▸ PAGE
____________
I finally got a chance to do more work on this and I managed to purify it by distillation. I just distilled it directly without neutralizing the acid, using a fume hood.

The mass of the starting material was 39.92g. The mass of the product was 31.98g. This seems to be an excellent yield given that there was a visible amount of contaminant solid remaining in the boiling flask and a large amount of DCl was lost as gas (assuming that the azeotrope is the same mass percent for DCl in D2O as HCl in H2O, then the product should be about 20% DCl by mass, but the original label stated 35% DCl by mass - although some was probably lost in reaction with the plastic that it ate).
____________
▸ DATASET ENTRIES
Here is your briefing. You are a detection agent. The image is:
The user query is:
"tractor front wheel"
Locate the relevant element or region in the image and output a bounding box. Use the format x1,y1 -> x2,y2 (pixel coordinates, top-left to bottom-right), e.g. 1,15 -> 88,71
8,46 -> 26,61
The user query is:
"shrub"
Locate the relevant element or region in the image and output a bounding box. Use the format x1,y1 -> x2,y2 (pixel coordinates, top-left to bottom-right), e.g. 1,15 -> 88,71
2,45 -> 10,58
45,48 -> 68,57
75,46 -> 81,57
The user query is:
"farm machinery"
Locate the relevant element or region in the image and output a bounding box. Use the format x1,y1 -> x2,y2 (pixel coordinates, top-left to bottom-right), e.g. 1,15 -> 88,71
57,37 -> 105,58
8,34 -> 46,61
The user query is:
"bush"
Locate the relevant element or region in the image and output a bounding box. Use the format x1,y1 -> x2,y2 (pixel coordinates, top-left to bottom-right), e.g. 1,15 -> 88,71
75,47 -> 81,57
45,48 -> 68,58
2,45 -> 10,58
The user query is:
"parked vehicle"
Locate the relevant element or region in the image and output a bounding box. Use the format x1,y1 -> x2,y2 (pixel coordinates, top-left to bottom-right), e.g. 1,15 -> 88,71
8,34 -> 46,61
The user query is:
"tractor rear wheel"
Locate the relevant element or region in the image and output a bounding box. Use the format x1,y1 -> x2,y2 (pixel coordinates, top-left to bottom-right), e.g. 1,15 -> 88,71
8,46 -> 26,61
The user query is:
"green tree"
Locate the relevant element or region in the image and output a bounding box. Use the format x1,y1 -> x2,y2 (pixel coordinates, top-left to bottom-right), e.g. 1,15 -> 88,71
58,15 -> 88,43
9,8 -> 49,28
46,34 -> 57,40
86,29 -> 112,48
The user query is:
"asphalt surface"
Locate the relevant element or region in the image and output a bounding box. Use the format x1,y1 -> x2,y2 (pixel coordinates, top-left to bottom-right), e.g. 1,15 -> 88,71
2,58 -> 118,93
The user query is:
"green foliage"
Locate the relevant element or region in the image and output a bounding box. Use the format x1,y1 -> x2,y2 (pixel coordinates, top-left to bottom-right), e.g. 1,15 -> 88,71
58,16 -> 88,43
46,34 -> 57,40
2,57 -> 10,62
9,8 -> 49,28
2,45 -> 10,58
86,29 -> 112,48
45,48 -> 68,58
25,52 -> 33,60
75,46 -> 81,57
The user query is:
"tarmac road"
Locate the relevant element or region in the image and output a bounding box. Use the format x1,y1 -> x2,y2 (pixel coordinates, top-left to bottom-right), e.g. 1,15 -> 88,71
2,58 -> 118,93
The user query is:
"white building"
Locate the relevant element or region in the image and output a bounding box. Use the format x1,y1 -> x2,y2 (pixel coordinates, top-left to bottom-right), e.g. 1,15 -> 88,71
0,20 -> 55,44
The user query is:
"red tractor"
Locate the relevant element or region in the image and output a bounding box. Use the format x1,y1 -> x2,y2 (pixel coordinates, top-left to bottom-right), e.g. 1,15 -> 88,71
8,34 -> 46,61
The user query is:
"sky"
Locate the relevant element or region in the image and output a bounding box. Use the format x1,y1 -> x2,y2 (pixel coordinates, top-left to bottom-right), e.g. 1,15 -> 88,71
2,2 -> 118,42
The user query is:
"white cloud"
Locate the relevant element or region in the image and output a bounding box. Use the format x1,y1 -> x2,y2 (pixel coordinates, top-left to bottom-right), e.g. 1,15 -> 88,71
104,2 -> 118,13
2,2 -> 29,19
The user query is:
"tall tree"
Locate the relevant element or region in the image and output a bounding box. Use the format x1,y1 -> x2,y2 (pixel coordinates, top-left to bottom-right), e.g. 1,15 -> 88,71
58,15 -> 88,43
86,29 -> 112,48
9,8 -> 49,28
____________
▸ REQUIRED ACTIONS
**A.** From the distillation post above, quote the passage from "The mass of the starting" to "that it ate).".
**B.** According to the distillation post, what percentage of DCl by mass did the original label state?

▸ ANSWERS TO THE EXERCISES
**A.**
The mass of the starting material was 39.92g. The mass of the product was 31.98g. This seems to be an excellent yield given that there was a visible amount of contaminant solid remaining in the boiling flask and a large amount of DCl was lost as gas (assuming that the azeotrope is the same mass percent for DCl in D2O as HCl in H2O, then the product should be about 20% DCl by mass, but the original label stated 35% DCl by mass - although some was probably lost in reaction with the plastic that it ate).

**B.** 35% DCl by mass